• _Work required_: Using the data that follows, return exactly the lines from the one that contains "of the thick" through the one that contains "x=590 y=351", ends included.

Point-per-instance localization data:
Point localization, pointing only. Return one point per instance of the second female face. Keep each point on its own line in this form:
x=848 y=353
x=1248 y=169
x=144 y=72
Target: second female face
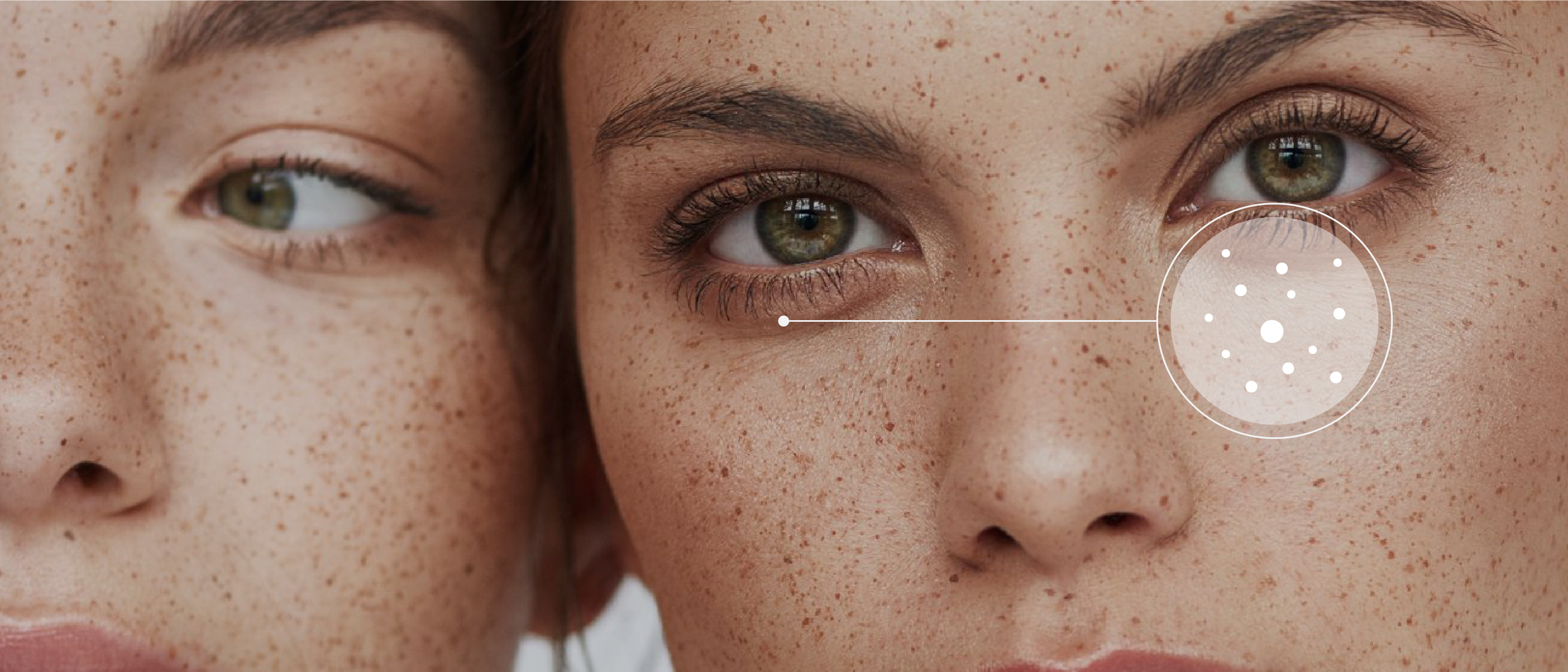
x=256 y=403
x=966 y=497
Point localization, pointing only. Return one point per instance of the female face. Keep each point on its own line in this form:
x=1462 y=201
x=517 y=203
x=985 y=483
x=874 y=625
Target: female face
x=255 y=406
x=965 y=497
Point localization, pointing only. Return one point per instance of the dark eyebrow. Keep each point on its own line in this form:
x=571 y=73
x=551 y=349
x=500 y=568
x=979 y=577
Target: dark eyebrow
x=753 y=110
x=1211 y=68
x=201 y=28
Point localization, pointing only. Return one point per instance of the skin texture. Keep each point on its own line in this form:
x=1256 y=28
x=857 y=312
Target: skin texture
x=932 y=497
x=311 y=461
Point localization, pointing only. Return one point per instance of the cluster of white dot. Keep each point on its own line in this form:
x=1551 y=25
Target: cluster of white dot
x=1272 y=331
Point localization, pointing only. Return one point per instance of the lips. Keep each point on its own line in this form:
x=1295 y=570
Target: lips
x=73 y=647
x=1131 y=662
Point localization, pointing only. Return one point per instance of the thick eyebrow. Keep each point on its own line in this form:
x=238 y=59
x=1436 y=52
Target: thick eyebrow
x=739 y=109
x=198 y=30
x=1222 y=63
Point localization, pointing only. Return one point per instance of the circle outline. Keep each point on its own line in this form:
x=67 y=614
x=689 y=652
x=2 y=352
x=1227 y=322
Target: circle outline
x=1161 y=298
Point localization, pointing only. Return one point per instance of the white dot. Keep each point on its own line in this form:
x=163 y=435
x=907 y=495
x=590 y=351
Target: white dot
x=1272 y=331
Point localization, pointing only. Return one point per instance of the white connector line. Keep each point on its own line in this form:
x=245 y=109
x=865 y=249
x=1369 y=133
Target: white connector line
x=786 y=322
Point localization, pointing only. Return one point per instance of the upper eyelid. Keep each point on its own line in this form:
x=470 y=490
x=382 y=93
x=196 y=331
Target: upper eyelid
x=1227 y=132
x=675 y=240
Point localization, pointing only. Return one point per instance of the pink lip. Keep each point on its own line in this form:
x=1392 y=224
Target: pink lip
x=1133 y=662
x=74 y=647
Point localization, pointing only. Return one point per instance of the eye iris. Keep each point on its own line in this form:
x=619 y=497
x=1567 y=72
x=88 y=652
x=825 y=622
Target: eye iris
x=264 y=199
x=803 y=229
x=1295 y=167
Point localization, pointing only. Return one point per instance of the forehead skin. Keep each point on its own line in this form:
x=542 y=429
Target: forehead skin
x=814 y=498
x=316 y=466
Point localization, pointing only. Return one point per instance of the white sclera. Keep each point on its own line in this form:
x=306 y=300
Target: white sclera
x=1272 y=331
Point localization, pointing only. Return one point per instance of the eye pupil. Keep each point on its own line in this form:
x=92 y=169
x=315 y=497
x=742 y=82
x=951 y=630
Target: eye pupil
x=262 y=199
x=805 y=229
x=1295 y=167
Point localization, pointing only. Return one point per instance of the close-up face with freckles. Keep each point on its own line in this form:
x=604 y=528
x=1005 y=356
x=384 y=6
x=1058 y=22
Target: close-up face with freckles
x=918 y=483
x=257 y=408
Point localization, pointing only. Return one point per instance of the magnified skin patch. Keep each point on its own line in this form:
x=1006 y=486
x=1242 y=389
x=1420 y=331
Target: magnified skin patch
x=1274 y=323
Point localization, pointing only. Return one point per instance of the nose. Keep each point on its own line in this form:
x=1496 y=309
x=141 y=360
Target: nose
x=1051 y=464
x=63 y=453
x=76 y=420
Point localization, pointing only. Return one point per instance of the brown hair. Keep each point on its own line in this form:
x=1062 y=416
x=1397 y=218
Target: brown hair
x=535 y=269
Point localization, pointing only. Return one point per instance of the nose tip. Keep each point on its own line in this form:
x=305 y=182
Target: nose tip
x=1056 y=510
x=63 y=481
x=66 y=453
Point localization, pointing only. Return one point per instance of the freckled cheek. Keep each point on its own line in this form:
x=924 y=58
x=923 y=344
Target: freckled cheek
x=355 y=459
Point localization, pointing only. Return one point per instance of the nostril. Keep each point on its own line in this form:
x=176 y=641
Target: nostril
x=1119 y=521
x=994 y=538
x=90 y=478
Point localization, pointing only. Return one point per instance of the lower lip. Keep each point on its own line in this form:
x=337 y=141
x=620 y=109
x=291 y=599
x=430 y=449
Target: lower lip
x=1133 y=662
x=76 y=649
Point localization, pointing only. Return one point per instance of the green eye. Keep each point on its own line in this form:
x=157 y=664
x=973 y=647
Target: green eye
x=1295 y=167
x=803 y=229
x=264 y=199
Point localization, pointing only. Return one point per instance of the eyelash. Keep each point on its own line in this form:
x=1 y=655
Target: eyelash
x=284 y=250
x=750 y=292
x=676 y=240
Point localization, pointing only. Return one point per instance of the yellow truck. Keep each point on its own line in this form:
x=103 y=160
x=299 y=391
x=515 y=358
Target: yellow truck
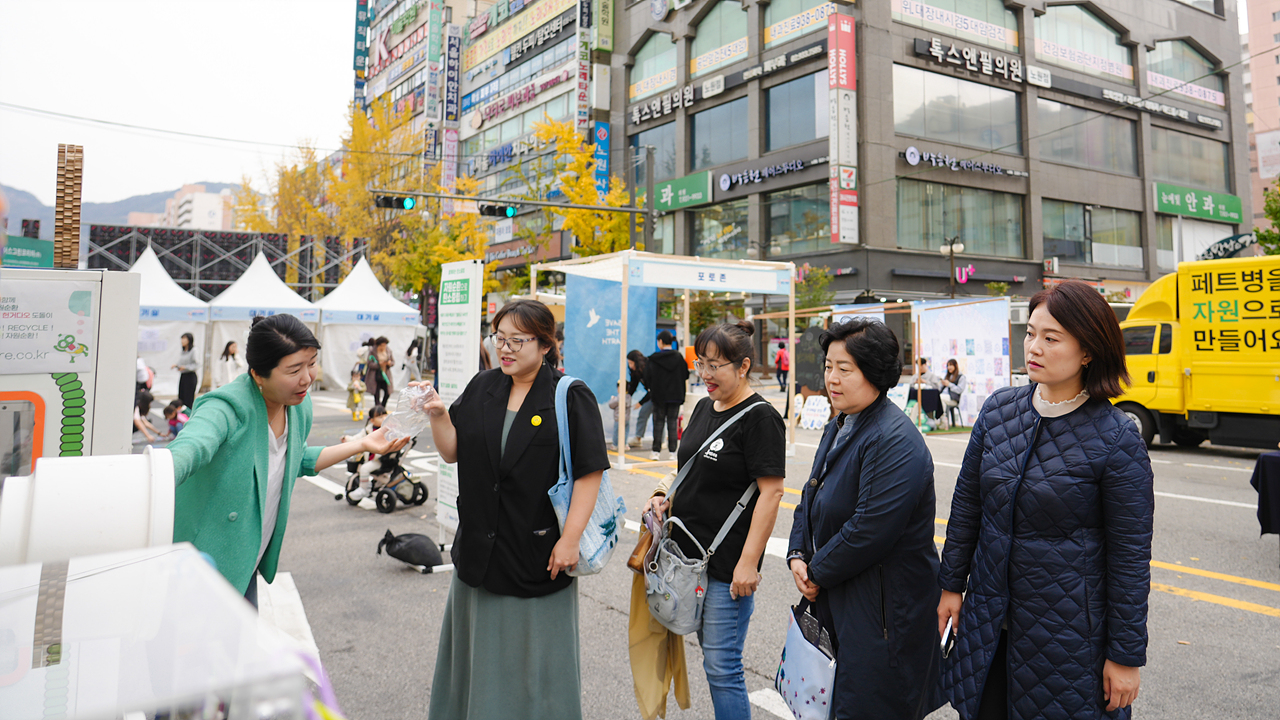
x=1203 y=354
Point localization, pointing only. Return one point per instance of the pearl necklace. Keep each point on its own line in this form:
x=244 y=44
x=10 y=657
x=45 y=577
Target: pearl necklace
x=1040 y=393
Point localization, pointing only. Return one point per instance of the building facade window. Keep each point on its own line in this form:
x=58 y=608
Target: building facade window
x=1178 y=67
x=979 y=21
x=949 y=109
x=721 y=232
x=666 y=167
x=798 y=112
x=799 y=220
x=1080 y=137
x=721 y=39
x=1091 y=233
x=654 y=68
x=1187 y=159
x=986 y=222
x=789 y=19
x=720 y=135
x=1073 y=37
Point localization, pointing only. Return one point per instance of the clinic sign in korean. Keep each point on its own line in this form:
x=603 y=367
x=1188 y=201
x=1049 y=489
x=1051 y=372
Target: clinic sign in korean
x=1188 y=203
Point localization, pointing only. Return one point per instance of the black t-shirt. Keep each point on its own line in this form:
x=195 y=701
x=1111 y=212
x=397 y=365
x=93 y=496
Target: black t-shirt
x=753 y=447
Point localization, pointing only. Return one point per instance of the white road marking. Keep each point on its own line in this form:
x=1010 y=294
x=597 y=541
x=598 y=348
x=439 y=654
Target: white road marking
x=769 y=700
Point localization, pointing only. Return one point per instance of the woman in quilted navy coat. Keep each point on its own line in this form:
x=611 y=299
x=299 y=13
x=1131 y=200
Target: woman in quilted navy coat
x=862 y=540
x=1050 y=532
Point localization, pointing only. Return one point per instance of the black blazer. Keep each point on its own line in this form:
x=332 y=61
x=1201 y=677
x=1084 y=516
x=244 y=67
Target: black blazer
x=506 y=524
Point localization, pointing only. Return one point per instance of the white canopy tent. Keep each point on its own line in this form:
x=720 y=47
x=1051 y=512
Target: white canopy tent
x=356 y=310
x=684 y=273
x=259 y=291
x=164 y=313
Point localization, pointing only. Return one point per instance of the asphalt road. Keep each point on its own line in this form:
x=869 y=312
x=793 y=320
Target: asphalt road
x=1215 y=604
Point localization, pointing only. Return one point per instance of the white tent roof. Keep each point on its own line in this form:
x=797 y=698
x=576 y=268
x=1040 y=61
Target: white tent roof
x=362 y=299
x=260 y=291
x=159 y=295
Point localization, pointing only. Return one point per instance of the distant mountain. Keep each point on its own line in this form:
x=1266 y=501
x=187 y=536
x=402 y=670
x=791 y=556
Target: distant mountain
x=23 y=205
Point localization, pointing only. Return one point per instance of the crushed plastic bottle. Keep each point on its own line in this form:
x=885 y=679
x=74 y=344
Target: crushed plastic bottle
x=410 y=417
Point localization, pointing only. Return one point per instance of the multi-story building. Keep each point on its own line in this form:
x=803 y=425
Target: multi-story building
x=1106 y=135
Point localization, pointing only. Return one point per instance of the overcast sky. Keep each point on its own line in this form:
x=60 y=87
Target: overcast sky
x=270 y=71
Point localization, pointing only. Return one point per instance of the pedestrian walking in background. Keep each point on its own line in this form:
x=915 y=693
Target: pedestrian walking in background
x=749 y=451
x=510 y=639
x=187 y=365
x=231 y=365
x=666 y=377
x=245 y=446
x=1050 y=531
x=862 y=540
x=782 y=361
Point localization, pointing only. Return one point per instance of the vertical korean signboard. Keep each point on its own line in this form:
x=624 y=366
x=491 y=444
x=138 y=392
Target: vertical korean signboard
x=457 y=359
x=842 y=73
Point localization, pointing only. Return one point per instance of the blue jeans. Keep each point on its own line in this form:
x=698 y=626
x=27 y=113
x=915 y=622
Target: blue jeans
x=722 y=636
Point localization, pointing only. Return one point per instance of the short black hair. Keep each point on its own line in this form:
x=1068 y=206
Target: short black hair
x=873 y=346
x=274 y=337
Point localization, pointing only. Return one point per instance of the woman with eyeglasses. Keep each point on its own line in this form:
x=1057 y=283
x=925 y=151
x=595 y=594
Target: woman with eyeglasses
x=752 y=450
x=508 y=643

• _Output for this exercise_:
Point localization, pointing only. Return one point per instance of the thick eyebrow. Keep each point on its own line in this form:
x=238 y=59
x=1436 y=52
Target: thick eyebrow
x=739 y=109
x=198 y=30
x=1222 y=63
Point localization, pointing only. Return one point per instance of the circle outline. Keep each point on its own line in this form:
x=67 y=614
x=689 y=652
x=2 y=352
x=1227 y=322
Target: circle outline
x=1161 y=298
Point localization, pointing only. Return one point per instance of the white dot. Keep each point on its own line in this form:
x=163 y=435
x=907 y=495
x=590 y=351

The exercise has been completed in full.